* **CHALLENGE A**
In the entries, substitute "place a marker" for "drop a marker" in each place it occurs, starting at the line that has "point: signpost -- drop" and ending with the last line of the entries, both included. Return those lines with nothing else altered.

-- -- --

My two Tivos are seen, but no show listings display; only the error:
"There was an error while attempting to retrieve data from the selected DVR . Access Denied"

SOO frustrating; yes I've checked all obvious things: firewall settings, looked through IP logs of router/modem. Everything used to work 100 percent since the last two or so updated. It's so frustrating b/c it used to work like a champ and now it gives me nothing.

And I don't like it 

-diane


----------



## Joe01880

sandycityscott said:


> Pretty much every feature I've tried in the new 2.7 software has failed in one way or another. Are other people having similar experiences? I'm running Vista SP1 x86.


It works realy well for me. Try uninstalling yours and reinstalling it.


----------



## spocko

msmart said:


> Maybe. Yes, add it (in XP) Edit > New > String Value, shouldn't hurt. But make sure you create a restore point first.


I was also missing the FirstTimeLaunchWizard key under XP, but adding it as suggested and setting the value to 1 did the trick to get rid of that annoying upgrade prompt. Thanks for the tip!


----------



## Puppy76

That's really an obvious bug. Kind of scary they'd miss that. Though they've also missed how unstable Tivo Desktop's been for ages...


----------



## perilousp69

Yoav said:


> I'd hazard a guess that your network setup is flawed.
> 
> No idea how you managed to get wired ethernet to be 20MBPS. wired is available in 10Mbps, 100Mbps, and 1000Mbps.
> As for 'massive fail' in netflix. That's not really descriptive, but again it sounds like you may need to fix your router or something.


Been messing around with my router for months. Nothing works.

I connect my laptop to the wired connection (power plugs) and get DL speeds of 19-20 MBPS. The router is rated at 100 MBPS.

Netflix crashes my 3-year-old S3 HD Tivo every time. Based on my reading of the Netflix Issues thread, even using the service might prompt my hard drive to fail. Call to Tivo confirmed that they know it's a problem.

FYI, on my wired connection I get quick speeds when transferring programs from my Tivo to my PC. With version 2.6.2.

2.7... not so much.

I love my Tivo, but these latest upgrades were not ready for primetime.


----------



## msmart

> FYI, on my wired connection I get quick speeds when transferring programs from my Tivo to my PC. With version 2.6.2.
> 
> 2.7... not so much.


That's interesting because I've noticed the opposite, 2.7 is *much* quicker.

2.7 had a shaky start for me, (startup upgrade nag, no auto-transfers), I've resolved them on my XP Home PC and I'm LOVING 2.7 now.

-- -- --

* **CHALLENGE B**
Reproduce the passage of the forum thread that starts at the words "## perilousp69" and ends after "100Mbps, and 1000Mbps.".

[Point annotation dataset entries]
-- -- --

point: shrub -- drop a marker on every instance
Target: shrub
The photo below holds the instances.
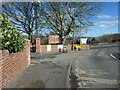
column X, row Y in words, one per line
column 11, row 38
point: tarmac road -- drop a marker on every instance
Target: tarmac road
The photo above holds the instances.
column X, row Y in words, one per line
column 93, row 68
column 96, row 68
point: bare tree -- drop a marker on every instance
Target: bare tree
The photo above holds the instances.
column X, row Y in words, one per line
column 24, row 15
column 62, row 18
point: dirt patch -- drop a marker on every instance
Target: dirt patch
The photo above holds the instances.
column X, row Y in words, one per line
column 43, row 56
column 38, row 84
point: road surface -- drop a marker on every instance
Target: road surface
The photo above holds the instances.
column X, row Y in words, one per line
column 96, row 68
column 93, row 68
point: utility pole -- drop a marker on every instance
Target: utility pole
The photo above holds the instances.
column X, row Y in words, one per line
column 80, row 35
column 73, row 40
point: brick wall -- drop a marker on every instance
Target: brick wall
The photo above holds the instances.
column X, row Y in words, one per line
column 12, row 64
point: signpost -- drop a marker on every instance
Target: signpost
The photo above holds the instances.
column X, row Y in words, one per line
column 53, row 39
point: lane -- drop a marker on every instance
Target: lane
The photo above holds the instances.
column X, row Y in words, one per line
column 95, row 69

-- -- --

* **RIGHT ANSWER A**
point: signpost -- place a marker on every instance
Target: signpost
The photo above holds the instances.
column X, row Y in words, one per line
column 53, row 39
point: lane -- place a marker on every instance
Target: lane
The photo above holds the instances.
column X, row Y in words, one per line
column 95, row 69

* **RIGHT ANSWER B**
## perilousp69

Yoav said:


> I'd hazard a guess that your network setup is flawed.
> 
> No idea how you managed to get wired ethernet to be 20MBPS. wired is available in 10Mbps, 100Mbps, and 1000Mbps.